Selected extract:
* Start *
Walter Chaw responds: What benefit would it serve if we just had people who were sure to love everything slavishly, to review only the stuff that they adored? If you were worth a crap as a reviewer, you'd also know that a few of the things you say have led to the death of film criticism in the United States. Film reviews are not, repeat not intended to guide decisions. They've been turned into consumer reports, I'll not argue that point, but when the CAHIERS DU CINEMA, Manny Farber, Pauline Kael, Andrew Sarris, et al began writing film criticism, it was to help build reputation and legacy. And this idiocy: "Since you're going in with a bias that can't possibly be beneficial to anyone, particularly your readers." How dishonest is it to suggest that everyone doesn't enter anything without a bias? What's my value as a columnist if I don't have a bias? You know who doesn't have a bias? Children don't. Animals don't. A 12-year-old would only give glowing reviews to the most godawful stuff. This I know because as a twelve-year-old, I liked everything. I can pretend to be un-biased and saccharine, but then I'd be a disengenuous sellout. I've spent thirty-some years developing a bias. You think that Ebert doesn't have a bias? Ebert's an entertainer first: his bias is to assuage the popular taste. The day he stops doing that is the day he loses his television show. Respect--and this gets back to your job, John, respect (self-, public-)--doesn't pay all that well. Million Dollar Baby is an underdog sports uplift pic grafted onto a noble cripple pic; how do you sleep with yourself at night knowing that something like that actually succeeded in pushing your buttons? Enough so that you took time out of your busy workday erasing mullets and superimposing Hayden Christiansen onto twenty-year old footage to write me a sort of nasty e-mail about it? You seem like a smart guy, John, don't take the easy path.

***

Thank you for your review of Million Dollar Baby. We saw the film last night--takes a while for these to reach New Zealand--and we were deeply disappointed. While not having a lot of faith in American movies, generally we can watch the Oscar winners--but this one, oh dear!! So it is pleasing to see that not all Americans were impressed by the corny syrup and superficial pap. Knowing that the movie was based on a series of short stories, I think that they tried to combine several and lost their way. Too many unanswered questions--too much complexity in one character and too little in the others. How on earth did it win on Oscar? The ways of the world in America are strange. Very strange. Regards,
Jann

Walter Chaw responds: The Oscars are extraordinarily bad bellweathers for quality in American cinema. Most of the winners aren't even on the top-thirty lists of our better critics. Million Dollar Baby is just two very popular, populist formulas grafted together in an uneasy, mock-serious stew. It's no wonder it was popular, just a wonder how long it's taken for the backlash to set in. I'd give it another couple of months.
* End *
Stored data:
* Start *
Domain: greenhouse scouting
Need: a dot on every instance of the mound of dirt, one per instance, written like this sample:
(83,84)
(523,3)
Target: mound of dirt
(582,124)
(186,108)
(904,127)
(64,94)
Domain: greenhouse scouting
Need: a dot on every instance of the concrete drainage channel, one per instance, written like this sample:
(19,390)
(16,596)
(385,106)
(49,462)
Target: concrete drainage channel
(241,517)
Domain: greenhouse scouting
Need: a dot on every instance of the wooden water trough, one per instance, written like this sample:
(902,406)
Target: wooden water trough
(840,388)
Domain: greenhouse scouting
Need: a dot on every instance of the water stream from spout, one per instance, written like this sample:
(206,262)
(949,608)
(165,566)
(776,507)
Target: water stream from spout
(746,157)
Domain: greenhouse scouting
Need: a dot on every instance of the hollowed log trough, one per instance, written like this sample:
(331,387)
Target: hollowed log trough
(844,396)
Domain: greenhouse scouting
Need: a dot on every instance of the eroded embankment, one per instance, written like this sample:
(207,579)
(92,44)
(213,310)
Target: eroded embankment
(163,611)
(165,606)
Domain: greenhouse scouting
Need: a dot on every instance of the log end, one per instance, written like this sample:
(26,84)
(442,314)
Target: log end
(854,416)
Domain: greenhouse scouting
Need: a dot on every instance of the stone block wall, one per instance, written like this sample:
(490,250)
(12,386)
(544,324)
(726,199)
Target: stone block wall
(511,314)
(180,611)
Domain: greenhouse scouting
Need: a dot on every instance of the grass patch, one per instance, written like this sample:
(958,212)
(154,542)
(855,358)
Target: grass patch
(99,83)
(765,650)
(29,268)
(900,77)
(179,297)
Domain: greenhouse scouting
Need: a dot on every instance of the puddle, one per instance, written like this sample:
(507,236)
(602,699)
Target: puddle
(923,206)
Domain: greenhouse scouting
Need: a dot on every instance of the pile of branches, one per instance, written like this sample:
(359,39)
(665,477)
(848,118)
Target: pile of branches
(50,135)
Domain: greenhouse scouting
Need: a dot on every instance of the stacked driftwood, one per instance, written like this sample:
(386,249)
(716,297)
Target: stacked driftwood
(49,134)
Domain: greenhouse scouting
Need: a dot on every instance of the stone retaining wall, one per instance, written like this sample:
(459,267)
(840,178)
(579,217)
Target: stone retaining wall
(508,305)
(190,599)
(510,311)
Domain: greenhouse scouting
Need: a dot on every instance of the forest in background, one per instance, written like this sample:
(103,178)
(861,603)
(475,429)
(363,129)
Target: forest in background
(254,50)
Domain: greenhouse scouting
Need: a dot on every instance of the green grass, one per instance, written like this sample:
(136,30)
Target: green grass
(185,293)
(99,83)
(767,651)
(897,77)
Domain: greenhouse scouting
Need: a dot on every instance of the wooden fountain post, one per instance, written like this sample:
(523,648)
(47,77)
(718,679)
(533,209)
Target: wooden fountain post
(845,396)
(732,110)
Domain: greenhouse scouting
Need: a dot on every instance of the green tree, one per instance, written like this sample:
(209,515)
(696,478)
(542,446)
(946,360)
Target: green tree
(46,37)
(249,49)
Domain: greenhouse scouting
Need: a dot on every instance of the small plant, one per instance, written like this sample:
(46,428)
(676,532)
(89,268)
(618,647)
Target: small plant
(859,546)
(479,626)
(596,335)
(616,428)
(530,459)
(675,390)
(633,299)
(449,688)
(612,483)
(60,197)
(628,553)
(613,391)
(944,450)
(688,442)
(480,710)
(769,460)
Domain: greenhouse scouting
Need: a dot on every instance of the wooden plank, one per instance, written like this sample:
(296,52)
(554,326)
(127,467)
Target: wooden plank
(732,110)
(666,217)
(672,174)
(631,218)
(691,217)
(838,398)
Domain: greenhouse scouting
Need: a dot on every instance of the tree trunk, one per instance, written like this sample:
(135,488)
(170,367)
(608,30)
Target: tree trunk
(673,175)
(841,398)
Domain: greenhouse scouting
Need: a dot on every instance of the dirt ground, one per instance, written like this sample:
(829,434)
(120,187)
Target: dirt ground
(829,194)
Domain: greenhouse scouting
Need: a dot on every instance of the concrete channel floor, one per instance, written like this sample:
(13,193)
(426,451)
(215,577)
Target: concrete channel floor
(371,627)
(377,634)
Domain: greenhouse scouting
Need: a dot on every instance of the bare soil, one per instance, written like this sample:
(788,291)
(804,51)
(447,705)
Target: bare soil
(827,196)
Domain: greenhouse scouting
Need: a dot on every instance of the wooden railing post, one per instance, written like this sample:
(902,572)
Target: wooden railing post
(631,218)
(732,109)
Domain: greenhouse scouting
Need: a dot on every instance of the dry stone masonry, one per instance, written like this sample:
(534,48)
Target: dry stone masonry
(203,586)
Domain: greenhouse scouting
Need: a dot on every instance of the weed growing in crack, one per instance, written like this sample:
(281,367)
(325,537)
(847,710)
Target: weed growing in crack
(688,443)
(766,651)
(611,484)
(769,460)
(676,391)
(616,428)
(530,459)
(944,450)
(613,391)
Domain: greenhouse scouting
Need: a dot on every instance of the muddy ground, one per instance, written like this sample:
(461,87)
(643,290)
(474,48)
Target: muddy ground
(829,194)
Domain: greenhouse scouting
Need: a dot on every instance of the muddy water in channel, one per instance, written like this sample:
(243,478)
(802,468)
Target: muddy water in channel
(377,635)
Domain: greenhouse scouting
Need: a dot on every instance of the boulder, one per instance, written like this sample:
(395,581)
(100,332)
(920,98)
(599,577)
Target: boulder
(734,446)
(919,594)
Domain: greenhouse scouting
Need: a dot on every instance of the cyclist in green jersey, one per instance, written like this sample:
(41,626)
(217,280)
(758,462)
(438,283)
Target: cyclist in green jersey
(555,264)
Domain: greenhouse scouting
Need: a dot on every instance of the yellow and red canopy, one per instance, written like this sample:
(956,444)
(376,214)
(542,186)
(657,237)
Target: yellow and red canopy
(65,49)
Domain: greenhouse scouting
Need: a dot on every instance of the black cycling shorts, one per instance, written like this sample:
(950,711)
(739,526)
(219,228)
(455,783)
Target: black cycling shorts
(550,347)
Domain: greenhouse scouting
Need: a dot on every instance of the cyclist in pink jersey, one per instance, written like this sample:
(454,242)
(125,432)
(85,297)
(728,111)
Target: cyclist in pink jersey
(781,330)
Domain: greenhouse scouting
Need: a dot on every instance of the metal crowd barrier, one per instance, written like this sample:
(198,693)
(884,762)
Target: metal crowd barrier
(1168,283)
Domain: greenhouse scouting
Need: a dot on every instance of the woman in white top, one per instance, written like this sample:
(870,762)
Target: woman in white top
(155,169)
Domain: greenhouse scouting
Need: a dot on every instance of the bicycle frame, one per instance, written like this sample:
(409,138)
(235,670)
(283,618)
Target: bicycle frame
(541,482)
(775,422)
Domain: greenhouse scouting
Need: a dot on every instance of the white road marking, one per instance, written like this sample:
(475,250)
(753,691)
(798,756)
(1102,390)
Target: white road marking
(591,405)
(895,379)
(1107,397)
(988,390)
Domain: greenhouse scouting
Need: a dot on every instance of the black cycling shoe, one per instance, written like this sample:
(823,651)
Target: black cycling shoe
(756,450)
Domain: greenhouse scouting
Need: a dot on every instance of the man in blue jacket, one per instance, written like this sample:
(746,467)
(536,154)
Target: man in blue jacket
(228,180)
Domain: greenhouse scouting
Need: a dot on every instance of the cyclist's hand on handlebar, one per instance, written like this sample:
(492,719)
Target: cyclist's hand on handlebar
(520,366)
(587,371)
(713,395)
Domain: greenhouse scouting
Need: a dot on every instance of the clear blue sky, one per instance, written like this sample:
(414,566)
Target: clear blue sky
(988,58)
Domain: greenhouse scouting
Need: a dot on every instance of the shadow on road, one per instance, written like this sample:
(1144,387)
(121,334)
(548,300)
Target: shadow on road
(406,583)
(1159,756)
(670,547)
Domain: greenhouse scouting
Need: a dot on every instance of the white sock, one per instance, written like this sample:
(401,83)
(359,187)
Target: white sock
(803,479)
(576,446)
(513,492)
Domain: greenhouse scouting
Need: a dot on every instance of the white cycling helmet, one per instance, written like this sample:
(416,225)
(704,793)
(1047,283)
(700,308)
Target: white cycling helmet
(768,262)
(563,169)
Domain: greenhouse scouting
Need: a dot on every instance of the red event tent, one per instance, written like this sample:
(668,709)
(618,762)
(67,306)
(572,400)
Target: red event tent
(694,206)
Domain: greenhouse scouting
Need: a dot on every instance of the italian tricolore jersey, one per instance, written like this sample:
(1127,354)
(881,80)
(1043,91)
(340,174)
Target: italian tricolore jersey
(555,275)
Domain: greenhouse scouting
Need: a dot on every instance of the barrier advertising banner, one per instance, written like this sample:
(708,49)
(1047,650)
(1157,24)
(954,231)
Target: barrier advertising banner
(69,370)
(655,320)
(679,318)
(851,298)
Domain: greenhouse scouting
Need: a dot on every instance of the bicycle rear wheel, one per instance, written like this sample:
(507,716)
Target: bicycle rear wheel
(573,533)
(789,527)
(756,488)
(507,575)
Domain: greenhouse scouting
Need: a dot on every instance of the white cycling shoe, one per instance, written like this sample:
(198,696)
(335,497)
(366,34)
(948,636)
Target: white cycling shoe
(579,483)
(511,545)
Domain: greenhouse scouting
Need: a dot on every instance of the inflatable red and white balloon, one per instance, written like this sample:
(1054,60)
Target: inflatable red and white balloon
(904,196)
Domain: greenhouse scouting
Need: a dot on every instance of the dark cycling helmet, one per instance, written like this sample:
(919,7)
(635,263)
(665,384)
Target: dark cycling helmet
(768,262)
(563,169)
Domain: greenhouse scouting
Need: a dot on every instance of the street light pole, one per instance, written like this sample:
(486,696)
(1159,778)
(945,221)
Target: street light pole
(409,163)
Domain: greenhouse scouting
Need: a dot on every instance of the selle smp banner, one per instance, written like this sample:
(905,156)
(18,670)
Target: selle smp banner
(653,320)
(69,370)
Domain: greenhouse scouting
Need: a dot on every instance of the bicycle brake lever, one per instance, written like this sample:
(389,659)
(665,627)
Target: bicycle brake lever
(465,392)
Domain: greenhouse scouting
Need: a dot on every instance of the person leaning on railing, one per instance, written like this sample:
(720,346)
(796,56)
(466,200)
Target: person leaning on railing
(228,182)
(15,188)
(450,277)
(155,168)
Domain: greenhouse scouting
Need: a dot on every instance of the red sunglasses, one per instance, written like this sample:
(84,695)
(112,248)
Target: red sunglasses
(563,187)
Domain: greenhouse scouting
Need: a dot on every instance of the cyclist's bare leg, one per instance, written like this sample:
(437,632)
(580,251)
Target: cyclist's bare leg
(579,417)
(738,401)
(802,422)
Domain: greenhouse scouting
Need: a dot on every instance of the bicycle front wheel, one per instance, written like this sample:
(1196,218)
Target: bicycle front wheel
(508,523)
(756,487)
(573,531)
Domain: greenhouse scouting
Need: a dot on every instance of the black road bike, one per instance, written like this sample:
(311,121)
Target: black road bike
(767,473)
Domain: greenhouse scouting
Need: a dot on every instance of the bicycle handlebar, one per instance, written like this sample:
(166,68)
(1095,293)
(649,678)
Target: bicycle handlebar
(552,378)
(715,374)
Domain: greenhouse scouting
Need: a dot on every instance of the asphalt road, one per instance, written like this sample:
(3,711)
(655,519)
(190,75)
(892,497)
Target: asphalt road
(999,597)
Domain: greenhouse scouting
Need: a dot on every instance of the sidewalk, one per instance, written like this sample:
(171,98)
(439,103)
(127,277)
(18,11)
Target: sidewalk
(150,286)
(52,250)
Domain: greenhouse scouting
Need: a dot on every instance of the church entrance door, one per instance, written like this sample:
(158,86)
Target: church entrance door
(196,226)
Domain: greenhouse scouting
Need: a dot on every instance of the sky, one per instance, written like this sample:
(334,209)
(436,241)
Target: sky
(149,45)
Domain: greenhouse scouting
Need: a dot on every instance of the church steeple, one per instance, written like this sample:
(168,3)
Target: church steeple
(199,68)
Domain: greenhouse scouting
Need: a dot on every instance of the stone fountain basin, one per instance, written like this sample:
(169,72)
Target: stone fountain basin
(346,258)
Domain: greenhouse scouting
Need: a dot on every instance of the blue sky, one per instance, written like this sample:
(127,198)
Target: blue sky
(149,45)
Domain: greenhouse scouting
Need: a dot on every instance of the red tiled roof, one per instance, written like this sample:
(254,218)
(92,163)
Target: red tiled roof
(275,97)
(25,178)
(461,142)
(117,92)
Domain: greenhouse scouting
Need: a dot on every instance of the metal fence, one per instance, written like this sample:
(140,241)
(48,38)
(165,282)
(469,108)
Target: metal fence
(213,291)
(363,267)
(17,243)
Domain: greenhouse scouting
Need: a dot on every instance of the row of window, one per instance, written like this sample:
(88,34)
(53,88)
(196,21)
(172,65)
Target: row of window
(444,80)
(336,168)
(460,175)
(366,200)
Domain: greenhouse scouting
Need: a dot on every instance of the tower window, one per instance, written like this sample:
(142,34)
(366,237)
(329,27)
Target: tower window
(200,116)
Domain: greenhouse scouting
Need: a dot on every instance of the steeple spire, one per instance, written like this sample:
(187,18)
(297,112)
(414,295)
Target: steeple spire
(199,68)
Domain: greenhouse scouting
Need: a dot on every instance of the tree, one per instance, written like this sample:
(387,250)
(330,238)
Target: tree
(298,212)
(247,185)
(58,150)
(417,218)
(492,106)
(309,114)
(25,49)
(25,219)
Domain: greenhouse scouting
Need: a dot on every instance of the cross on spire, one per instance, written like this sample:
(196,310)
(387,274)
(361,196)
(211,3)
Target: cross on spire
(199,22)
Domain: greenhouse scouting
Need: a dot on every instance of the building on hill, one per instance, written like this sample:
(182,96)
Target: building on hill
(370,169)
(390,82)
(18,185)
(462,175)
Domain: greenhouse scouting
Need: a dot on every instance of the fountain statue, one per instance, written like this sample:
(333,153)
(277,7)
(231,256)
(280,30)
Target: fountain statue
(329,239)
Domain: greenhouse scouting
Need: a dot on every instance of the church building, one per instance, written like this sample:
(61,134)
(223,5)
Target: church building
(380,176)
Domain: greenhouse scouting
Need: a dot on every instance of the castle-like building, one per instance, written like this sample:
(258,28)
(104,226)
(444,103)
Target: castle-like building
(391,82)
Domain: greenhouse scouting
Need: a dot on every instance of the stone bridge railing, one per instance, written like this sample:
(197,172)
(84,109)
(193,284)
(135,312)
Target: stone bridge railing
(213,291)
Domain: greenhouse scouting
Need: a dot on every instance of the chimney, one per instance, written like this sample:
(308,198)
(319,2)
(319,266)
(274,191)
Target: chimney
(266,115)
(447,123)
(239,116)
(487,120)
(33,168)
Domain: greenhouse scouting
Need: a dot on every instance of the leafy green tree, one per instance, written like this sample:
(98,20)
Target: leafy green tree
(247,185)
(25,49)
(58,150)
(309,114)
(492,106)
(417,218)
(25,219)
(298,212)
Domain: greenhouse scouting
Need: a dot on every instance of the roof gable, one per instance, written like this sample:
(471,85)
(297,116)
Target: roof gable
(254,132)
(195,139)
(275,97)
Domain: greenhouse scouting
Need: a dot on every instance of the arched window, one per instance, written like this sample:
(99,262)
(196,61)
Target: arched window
* End *
Task instructions:
1. Transcribe the Million Dollar Baby letters word for word, everything from "Walter Chaw responds: The" down to "couple of months.".
2. In the Million Dollar Baby letters, how long does Walter Chaw say he has spent developing a bias?
3. Decide whether each statement agrees with the Million Dollar Baby letters, answering yes or no and quoting the words that settle it: (a) Walter Chaw says film reviews are intended to guide decisions. (b) Jann's letter says the movie was based on a series of short stories. (c) Walter Chaw says most Oscar winners appear on the top-thirty lists of the better critics.
The entries can be set aside, since none of the work depends on them.

Task-by-task solutions:
1.
Walter Chaw responds: The Oscars are extraordinarily bad bellweathers for quality in American cinema. Most of the winners aren't even on the top-thirty lists of our better critics. Million Dollar Baby is just two very popular, populist formulas grafted together in an uneasy, mock-serious stew. It's no wonder it was popular, just a wonder how long it's taken for the backlash to set in. I'd give it another couple of months.

2. Thirty-some years.

3.
(a) No: "Film reviews are not, repeat not intended to guide decisions."
(b) Yes: "Knowing that the movie was based on a series of short stories"
(c) No: "Most of the winners aren't even on the top-thirty lists of our better critics."